### Your task
Reproduce the line that contains "Target: parked silver hatchback" and every line after it through the end of the records, exactly, with nothing added.

### Dataset records
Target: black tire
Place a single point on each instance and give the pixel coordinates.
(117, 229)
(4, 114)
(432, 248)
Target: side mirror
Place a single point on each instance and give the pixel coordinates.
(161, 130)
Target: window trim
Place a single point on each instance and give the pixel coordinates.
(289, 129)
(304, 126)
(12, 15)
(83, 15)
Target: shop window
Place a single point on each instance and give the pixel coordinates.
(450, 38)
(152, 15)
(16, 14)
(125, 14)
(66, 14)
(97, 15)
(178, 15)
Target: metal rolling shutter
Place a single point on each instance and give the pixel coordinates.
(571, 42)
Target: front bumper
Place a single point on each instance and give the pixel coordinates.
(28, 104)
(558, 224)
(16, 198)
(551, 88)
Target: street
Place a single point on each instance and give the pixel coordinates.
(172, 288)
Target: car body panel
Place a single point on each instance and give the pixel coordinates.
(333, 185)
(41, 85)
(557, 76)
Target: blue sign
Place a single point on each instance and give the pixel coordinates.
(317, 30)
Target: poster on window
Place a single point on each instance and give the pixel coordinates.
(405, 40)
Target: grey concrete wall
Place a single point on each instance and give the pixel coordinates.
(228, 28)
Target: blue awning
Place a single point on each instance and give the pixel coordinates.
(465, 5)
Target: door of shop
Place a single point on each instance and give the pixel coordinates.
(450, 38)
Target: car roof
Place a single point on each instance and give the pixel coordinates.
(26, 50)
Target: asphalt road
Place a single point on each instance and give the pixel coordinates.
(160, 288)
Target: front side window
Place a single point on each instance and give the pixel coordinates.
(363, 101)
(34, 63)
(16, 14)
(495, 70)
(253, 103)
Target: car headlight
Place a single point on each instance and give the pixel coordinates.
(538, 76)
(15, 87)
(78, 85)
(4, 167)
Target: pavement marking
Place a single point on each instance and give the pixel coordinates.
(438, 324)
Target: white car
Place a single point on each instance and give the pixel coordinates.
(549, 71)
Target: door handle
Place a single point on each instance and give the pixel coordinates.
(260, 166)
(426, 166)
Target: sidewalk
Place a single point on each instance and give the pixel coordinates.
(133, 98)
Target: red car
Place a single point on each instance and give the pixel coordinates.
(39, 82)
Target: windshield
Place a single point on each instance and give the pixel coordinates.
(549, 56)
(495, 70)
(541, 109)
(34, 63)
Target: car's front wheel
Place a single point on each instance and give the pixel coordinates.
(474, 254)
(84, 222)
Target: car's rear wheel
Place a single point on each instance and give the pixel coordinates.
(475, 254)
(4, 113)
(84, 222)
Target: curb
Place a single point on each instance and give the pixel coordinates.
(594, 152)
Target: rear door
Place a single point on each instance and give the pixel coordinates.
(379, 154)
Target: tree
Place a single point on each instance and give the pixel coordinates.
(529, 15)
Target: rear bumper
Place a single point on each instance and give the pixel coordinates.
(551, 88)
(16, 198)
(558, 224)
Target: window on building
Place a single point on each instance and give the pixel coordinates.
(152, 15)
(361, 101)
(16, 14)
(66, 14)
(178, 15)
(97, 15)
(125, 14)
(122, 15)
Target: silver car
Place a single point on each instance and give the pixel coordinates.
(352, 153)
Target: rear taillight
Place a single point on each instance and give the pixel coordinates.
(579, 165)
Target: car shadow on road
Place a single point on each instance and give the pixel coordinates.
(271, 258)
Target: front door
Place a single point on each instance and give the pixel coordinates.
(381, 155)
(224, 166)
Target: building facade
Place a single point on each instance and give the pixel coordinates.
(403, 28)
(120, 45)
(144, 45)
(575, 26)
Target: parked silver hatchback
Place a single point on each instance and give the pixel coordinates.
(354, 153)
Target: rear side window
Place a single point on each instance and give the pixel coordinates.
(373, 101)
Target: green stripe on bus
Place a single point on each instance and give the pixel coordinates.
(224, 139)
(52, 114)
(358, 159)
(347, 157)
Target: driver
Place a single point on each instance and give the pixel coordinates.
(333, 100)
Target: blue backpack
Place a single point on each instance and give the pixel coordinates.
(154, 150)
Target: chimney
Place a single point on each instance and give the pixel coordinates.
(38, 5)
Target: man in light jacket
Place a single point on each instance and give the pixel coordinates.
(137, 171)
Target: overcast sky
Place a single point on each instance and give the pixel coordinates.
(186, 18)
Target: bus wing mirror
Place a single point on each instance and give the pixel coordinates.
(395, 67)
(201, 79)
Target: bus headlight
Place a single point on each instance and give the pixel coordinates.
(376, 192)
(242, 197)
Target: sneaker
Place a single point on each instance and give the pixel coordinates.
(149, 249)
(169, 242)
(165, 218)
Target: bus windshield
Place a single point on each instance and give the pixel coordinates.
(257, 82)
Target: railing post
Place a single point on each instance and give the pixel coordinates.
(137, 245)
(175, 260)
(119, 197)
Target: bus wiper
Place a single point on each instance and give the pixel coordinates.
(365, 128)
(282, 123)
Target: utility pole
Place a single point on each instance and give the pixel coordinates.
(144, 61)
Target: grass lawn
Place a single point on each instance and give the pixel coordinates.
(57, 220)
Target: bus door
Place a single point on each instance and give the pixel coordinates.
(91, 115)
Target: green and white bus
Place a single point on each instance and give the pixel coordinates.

### The solution
Target: parked silver hatchback
Place a single point on each instance and give the pixel coordinates.
(354, 153)
Target: rear side window
Place a single point on each instance and give the pixel coordinates.
(373, 101)
Target: green stripe on bus
Place a single point on each instance and give the pixel coordinates.
(224, 139)
(52, 114)
(358, 159)
(347, 157)
Target: driver
Place a single point on each instance and give the pixel coordinates.
(333, 100)
Target: blue backpack
Place a single point on each instance and give the pixel coordinates.
(154, 150)
Target: chimney
Place a single point on each instance and give the pixel coordinates.
(38, 5)
Target: man in light jacket
Place a single point on each instance and give the pixel coordinates.
(137, 171)
Target: overcast sky
Place a single point on each instance and give the pixel coordinates.
(186, 18)
Target: bus wing mirror
Place a single point on each instance and give the pixel coordinates.
(395, 67)
(201, 79)
Target: bus headlight
Place a single point on each instance and give the pixel coordinates.
(376, 192)
(242, 197)
Target: sneaker
Place a single point on each instance and give the pixel coordinates.
(149, 249)
(169, 242)
(165, 218)
Target: bus windshield
Place a single point on each instance and give the pixel coordinates.
(257, 82)
Target: railing post
Place a single point on each instance and give the pixel coordinates.
(137, 245)
(175, 260)
(119, 197)
Target: bus wiper
Place a single point on each instance and give the pixel coordinates.
(365, 128)
(282, 123)
Target: utility pole
Place a single point on each instance and give the pixel coordinates.
(144, 61)
Target: grass lawn
Place a single point on each instance and give the pixel coordinates.
(57, 220)
Target: bus door
Place a single point on each instance and give the pixel coordinates.
(91, 115)
Target: green and white bus
Place a single point on each instance and give the pixel coordinates.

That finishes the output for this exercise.